TRECHO FORNECIDO »

O mesmo se pode dizer sobre empresas estatais.
Cedae e Petrobras são, portanto,
expressões coirmãs de um mesmo comportamento. São dois desastres que nos
obrigam a pagar, tanto na forma de produtos e serviços caros e ruins, como na
forma de dinheiro público tragado por leviatãs embriagados. Certamente, a atual
administração da Petrobras está tentando reverter o que foi feito nos governos
Lula da Silva e Dilma Rousseff. Com absurdos como a Refinaria Abreu e Lima
(custo final ao menos cinco vezes superior ao orçado – e contando!) e o
Complexo Petroquímico do Rio de Janeiro (sobrepreço de pelo menos 20 bilhões de
reais, conforme investigação em curso do TCU), não é de se estranhar que os
acionistas da empresa tenham visto seu valor de mercado despencar
vertiginosamente – e, pior, seus empregados (inativos inclusive) começarão em
breve a pagar taxas extras para cobrir o rombo no fundo de pensão (Petros), que
também deverá receber aportes do Tesouro Nacional. Além disso, a empresa está
passando por um inevitável processo de desinvestimento (o plano era vender 15
bilhões de dólares em ativos em 2016, meta que não foi alcançada) e se
desfazendo de ativos desesperadamente; ou seja, está vendendo na baixa. Em
suma, pagamos caro por um combustível caríssimo e de péssima qualidade: os
padrões ambientais aqui são incrivelmente aquém do que se adota no mundo
desenvolvido e, mesmo assim, a redução da quantidade de enxofre no diesel (de
500 para 50 partes por milhão, quando lá fora já se trabalha com 5) atrasou
anos. Galinheiro e raposa, o governo simplesmente não pode exigir de si mesmo
que faça mais e melhor porque, em última análise, isso significaria impedir-se
de usar politicamente suas empresas. Ao final das contas, somos sós que pagamos
a conta dessa esquizofrenia. Tome-se o caso da Cedae, exemplo bem-acabado do
tamanho do estorvo que uma empresa estatal é para um povo: quando partes da
empresa foram privatizadas há quase duas décadas (1999), empresas venceram as
concessões em locais como Niterói, Petrópolis, Região dos Lagos etc. Eis o
resultado: de lá para cá, a distribuição de água em Niterói atingiu 100%. E
antes que alguém pense que isso se deu por excluir favelas, por exemplo, uma informação:
favelas fazem parte da conta. A coleta de esgoto está bem acima de 90% e também
a caminho da universalização – o índice era de vexaminosos 20% antes da
privatização. A explicação para tal mudança é direta: o governo deixou de se
autofiscalizar e passou a fiscalizar a concessionária. Os índices de
desperdício (na Cedae, atualmente quase metade da água tratada não chega aos
consumidores finais) também entraram na média internacional, abaixo de 20%. Não
porque a Águas do Brasil (grupo que controla a maioria das concessionárias
fluminenses) seja intrinsecamente boa, mas simplesmente porque, por ser uma
empresa privada, ela passa a ter de cumprir metas que serão fiscalizadas pelo
governo, com um incentivo extra: os políticos sabem que o povo gosta quando são
implacáveis com as concessionárias – e político algum perderia tal oportunidade
de ficar bem com os eleitores.

MATERIAL APRESENTADO »
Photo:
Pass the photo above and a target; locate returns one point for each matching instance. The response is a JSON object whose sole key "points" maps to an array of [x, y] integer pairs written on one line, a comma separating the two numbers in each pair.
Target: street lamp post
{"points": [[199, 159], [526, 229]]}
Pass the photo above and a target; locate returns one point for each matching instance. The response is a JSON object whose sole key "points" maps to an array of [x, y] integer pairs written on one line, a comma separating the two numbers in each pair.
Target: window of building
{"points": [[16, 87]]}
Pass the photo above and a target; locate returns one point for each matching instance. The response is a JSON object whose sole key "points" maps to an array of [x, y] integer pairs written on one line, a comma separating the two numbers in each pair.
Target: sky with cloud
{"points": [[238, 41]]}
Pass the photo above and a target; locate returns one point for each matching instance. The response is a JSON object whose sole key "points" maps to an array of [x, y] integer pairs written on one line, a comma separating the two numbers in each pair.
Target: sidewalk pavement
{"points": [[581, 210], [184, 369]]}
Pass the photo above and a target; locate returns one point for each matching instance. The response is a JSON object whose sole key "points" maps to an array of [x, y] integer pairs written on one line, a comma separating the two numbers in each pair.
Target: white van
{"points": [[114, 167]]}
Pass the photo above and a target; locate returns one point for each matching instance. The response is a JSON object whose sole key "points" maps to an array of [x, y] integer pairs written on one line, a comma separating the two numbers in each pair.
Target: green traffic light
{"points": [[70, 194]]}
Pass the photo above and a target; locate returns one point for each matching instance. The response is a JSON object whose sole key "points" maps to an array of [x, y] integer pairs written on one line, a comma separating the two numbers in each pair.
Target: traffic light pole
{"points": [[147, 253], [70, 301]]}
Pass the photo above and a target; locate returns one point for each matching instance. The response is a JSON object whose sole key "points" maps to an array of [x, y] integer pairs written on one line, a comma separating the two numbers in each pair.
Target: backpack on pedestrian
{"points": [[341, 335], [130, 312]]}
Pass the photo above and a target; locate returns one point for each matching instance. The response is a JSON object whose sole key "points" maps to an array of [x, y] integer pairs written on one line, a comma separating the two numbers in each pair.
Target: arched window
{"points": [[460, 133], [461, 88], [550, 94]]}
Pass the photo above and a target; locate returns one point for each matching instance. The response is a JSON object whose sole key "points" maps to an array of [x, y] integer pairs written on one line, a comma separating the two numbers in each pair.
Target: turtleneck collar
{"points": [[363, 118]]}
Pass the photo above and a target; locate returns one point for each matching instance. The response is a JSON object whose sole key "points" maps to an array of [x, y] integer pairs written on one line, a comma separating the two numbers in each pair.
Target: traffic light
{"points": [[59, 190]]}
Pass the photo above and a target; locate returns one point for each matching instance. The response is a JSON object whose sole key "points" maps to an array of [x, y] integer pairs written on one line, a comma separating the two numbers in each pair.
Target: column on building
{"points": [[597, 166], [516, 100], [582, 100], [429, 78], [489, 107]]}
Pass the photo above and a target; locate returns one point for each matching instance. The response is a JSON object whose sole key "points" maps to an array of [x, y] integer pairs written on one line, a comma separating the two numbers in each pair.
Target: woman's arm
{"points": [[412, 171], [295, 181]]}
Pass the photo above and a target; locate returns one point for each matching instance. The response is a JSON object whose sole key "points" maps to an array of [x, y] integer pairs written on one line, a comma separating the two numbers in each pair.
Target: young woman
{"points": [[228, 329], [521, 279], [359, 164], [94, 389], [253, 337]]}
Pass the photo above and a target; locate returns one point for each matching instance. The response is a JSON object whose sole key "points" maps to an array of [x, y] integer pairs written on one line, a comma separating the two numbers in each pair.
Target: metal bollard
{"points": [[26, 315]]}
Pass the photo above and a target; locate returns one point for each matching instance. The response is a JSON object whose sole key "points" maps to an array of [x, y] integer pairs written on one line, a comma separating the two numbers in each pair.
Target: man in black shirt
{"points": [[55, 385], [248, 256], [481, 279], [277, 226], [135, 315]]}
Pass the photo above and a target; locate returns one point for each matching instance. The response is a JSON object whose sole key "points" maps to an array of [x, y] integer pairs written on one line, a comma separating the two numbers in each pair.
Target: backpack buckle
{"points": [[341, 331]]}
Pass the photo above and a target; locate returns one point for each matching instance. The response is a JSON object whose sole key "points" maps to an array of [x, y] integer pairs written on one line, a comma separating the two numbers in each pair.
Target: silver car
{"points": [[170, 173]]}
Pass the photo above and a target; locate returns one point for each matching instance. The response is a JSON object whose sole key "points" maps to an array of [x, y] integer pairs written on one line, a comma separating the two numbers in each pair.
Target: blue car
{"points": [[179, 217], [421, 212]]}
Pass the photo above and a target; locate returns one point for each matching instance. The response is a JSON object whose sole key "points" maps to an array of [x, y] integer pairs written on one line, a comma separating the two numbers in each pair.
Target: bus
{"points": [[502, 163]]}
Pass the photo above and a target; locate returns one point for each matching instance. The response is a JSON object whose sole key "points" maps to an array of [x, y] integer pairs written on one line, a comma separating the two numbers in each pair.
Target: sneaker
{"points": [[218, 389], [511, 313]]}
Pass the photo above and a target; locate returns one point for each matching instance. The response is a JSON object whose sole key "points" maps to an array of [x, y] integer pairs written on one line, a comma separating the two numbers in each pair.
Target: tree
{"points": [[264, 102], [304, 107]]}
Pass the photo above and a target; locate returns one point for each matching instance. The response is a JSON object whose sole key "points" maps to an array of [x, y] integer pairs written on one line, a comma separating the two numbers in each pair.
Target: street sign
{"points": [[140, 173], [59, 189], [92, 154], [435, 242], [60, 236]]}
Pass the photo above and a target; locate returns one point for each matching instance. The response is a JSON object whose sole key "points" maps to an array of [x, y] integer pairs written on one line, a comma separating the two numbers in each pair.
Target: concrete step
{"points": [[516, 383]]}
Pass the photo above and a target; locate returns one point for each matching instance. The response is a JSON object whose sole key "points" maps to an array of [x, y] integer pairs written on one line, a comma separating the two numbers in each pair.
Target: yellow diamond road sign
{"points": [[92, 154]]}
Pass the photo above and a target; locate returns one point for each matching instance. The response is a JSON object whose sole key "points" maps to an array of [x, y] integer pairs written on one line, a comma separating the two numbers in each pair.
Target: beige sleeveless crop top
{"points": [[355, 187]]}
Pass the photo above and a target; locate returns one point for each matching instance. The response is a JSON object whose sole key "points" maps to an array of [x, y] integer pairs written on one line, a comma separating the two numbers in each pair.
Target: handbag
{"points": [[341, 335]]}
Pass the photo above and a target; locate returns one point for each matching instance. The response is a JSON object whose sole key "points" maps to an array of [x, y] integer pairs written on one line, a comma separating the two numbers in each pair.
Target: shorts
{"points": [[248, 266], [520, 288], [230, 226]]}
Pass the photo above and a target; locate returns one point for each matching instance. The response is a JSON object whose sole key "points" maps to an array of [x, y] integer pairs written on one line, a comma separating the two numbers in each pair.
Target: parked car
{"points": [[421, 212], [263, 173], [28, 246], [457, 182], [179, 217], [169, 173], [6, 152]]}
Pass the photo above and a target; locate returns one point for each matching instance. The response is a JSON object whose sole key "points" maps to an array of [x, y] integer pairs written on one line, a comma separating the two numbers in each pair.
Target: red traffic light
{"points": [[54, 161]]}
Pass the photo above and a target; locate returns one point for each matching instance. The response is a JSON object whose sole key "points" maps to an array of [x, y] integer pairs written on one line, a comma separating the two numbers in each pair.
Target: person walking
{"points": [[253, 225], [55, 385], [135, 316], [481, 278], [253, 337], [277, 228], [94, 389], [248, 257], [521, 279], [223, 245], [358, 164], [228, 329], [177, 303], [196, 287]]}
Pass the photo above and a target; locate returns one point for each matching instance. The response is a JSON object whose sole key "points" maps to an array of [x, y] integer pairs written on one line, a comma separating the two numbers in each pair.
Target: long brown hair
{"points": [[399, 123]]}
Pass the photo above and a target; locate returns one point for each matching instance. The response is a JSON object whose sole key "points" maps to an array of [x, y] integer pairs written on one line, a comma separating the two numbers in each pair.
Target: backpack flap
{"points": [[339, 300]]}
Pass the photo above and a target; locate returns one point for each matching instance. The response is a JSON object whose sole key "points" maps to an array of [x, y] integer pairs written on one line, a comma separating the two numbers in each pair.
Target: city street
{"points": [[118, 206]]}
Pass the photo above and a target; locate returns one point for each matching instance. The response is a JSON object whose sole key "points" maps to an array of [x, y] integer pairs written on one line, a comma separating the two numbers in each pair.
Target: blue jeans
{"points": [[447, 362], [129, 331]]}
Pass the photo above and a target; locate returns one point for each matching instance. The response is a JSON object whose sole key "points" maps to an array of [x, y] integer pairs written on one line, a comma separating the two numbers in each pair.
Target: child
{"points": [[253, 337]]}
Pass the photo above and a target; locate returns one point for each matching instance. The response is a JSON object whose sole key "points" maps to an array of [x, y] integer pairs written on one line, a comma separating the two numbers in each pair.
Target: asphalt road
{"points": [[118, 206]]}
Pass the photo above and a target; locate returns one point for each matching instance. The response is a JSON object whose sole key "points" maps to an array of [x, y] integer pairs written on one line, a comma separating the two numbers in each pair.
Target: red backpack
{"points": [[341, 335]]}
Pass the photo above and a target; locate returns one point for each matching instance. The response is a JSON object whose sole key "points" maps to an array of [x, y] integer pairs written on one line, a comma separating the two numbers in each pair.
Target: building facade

ENUNCIADO 1 »
Responda, por favor, às perguntas abaixo com base no texto sobre a Cedae e a Petrobras:
(a) Quanto a Petrobras planejava vender em ativos em 2016?
(b) Em que ano partes da Cedae foram privatizadas?
(c) Qual era o índice de coleta de esgoto antes da privatização?
ENUNCIADO 2 » Escreva a continuação do texto sobre a Cedae e a Petrobras, começando logo após a última frase.

RESULTADO 1 »
(a) 15 bilhões de dólares.
(b) Em 1999.
(c) 20%.

RESULTADO 2 »
Os políticos também sabem que
perdem chance de corrupção e uso político quando uma empresa deixa de ser
estatal. É isso que deve acontecer com a Cedae, que tem preço de venda estimado
em 3½ bilhões de reais: em alguns anos, a região atendida pela
concessionária estará próxima da universalização e, finalmente, poderemos
vislumbrar a despoluição da Baía de Guanabara – um sumidouro de mais de um
bilhão de dólares nas mãos da Cedae. Privatização funciona. Ponto. E, caso um
dia a empresa que ganhou a concessão não consiga cumprir com seus compromissos,
simplesmente aplicam-se as punições e troca-se a empresa – e, se a empresa
falir por conta disso, o azar é apenas dos acionistas dela, não do povo.
Realmente, é difícil que argumentos racionais embasem a defesa da existência de
empresas estatais. O que se tem é preconceitos arraigados sofrendo uso cínico
por parte de alguns políticos. Assim, a melhoria que deverá acontecer para a
população após a privatização da Cedae é a mesma que acontece após toda
privatização. Simplesmente não há porque não ser assim com a Petrobras – e com
o Banco do Brasil, com a Caixa Econômica Federal, com a Eletrobrás, com Furnas
etc. Quando a Petrobras for enfim vendida por um governo que se preocupe mais
com os consumidores brasileiros do que com os seus pares políticos, teremos
finalmente concorrência e preços menores em um mercado regulado. Obviamente,
ainda falta muito para que isso ocorra. Todas as demais empresas citadas
deverão ser privatizadas antes – e seria importante criar leis restringindo
sobremaneira a capacidade de governos de fazer jogo duplo de fiscalizador e
fiscalizado: uma empresa estatal só poderia ser criada em plano federal,
mediante um mecanismo legislativo complexo, com clara definição de origem dos
recursos e, principalmente, com prazo de existência definido ex-ante: a
partir desse ponto, ela precisa ser passada para a inciativa privada e o
governo precisa retomar seu papel par excellence: o de regulador. Enquanto
não privatizarmos todas as empresas estatais e não tivermos uma lei que impeça
a criação de novas, os dois quilômetros que separam a Cedae da Petrobras
continuarão parecendo uma distância interestelar.
Pedro Nascimento Araujo é
economista.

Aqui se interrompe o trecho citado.